Stated problem: Reproduce only the rows from the line containing "job: trace the outline of every instance of the sky" through the line containing "[[[0,41],[256,40],[256,0],[0,0]]]", changing each occurrence of "sky" to "clouds" and leaving all else unchanged.
:: Source material ::
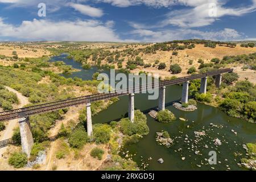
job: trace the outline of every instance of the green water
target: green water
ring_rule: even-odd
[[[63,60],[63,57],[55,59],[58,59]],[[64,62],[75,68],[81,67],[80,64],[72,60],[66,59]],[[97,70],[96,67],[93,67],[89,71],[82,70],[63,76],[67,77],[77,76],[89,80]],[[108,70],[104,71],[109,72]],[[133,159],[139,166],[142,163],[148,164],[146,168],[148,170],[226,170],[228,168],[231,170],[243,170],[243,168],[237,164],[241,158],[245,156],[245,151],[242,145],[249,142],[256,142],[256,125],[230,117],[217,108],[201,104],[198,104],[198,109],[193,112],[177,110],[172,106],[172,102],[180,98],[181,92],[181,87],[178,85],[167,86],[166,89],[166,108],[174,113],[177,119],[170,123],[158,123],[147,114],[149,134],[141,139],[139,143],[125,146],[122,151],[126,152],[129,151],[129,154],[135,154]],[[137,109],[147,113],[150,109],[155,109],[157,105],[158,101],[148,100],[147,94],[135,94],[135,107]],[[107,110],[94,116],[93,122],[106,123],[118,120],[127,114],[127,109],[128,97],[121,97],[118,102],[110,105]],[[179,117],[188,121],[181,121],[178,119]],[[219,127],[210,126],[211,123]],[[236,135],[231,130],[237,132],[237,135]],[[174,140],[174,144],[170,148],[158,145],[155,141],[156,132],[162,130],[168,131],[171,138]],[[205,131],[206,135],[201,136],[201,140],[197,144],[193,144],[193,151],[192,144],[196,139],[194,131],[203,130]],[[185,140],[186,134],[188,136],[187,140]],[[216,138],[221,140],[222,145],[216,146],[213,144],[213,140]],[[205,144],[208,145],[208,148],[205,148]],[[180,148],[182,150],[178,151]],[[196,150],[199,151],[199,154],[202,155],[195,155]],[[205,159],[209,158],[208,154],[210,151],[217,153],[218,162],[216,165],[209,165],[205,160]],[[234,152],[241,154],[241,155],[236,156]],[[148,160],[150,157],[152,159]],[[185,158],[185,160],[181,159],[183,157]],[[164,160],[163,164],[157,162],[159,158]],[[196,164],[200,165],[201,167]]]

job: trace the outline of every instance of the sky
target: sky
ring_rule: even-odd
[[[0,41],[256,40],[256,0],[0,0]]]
:::
:: Source material ::
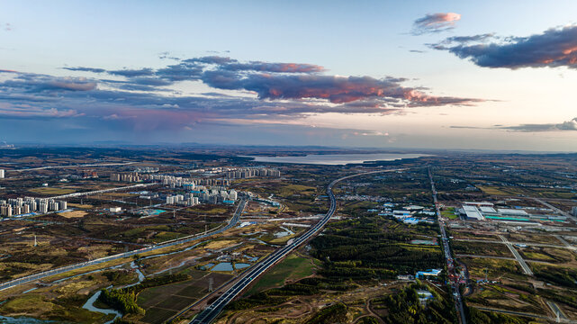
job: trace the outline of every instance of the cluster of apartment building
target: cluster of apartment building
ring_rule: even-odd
:::
Complete output:
job: trace the outline of every instance of the clouds
target: clouds
ring_rule: even-odd
[[[0,41],[256,40],[256,0],[0,0]]]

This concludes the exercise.